BEGIN Data supplied

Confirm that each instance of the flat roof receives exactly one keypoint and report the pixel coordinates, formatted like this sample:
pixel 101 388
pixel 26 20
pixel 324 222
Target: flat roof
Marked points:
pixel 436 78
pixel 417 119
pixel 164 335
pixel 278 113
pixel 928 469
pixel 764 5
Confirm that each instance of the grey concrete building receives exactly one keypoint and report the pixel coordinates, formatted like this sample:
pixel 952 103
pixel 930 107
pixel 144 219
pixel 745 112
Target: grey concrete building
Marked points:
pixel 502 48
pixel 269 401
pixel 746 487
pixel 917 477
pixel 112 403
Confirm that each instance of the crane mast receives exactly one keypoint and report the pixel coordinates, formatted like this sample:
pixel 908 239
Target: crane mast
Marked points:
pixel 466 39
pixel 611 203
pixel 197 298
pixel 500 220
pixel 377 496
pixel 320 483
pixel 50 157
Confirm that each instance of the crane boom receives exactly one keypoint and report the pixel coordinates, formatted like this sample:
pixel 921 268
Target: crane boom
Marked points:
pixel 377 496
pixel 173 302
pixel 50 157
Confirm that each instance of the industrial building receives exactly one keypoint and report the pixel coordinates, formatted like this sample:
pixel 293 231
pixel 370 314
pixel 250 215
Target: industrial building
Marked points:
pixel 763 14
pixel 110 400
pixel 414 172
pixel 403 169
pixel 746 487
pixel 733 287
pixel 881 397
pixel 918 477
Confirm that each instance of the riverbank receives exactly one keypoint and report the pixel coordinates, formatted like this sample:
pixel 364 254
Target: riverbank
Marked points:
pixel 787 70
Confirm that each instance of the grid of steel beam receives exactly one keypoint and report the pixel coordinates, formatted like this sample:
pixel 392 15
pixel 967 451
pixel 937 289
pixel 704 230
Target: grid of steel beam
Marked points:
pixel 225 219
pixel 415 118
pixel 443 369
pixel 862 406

END Data supplied

Problem description:
What you give back should be only the lines of the records above, starting at the line with "pixel 324 222" and ending at the line with "Target: grey concrete building", restated word for word.

Exercise output:
pixel 324 222
Target: flat roof
Marked points:
pixel 436 78
pixel 417 119
pixel 164 335
pixel 278 113
pixel 928 469
pixel 764 5
Confirm that each instance of the grey concrete building receives exactly one keypoint and report the pixel coordinates, formatted like this sample:
pixel 952 103
pixel 930 107
pixel 144 219
pixel 745 112
Target: grey concrete building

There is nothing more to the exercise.